(Saved data entries)

------------------------------------------------------------------------

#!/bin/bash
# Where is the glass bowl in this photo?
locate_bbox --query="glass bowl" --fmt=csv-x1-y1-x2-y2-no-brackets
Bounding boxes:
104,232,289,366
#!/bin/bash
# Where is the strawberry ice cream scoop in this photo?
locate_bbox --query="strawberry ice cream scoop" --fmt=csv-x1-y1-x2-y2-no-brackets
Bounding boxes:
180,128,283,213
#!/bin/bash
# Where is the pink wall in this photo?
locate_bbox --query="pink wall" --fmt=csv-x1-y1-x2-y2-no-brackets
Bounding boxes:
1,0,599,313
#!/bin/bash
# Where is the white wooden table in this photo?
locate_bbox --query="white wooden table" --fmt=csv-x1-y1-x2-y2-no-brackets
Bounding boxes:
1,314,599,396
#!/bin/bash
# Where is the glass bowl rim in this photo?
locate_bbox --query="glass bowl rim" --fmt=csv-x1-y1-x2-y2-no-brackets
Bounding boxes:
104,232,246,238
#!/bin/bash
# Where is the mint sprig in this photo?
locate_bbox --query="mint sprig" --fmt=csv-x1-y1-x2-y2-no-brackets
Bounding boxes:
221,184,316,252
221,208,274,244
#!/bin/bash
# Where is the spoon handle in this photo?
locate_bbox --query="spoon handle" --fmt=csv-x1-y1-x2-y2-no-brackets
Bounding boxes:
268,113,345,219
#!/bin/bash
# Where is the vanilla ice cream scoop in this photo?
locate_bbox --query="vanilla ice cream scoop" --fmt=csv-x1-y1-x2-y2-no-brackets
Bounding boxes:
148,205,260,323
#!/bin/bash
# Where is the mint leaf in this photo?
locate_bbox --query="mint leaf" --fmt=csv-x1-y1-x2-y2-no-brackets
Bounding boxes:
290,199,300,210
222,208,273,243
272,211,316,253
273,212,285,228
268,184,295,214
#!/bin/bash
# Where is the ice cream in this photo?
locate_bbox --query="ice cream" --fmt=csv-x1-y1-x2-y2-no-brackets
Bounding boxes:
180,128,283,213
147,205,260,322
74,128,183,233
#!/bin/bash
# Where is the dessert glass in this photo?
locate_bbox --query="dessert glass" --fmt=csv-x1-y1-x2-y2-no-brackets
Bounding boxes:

------------------------------------------------------------------------

Exercise aim
Wherever the string "wooden" appears in a line of the records above, copy that line.

Task response
# Where is the white wooden table in this photo?
locate_bbox --query="white wooden table" --fmt=csv-x1-y1-x2-y2-no-brackets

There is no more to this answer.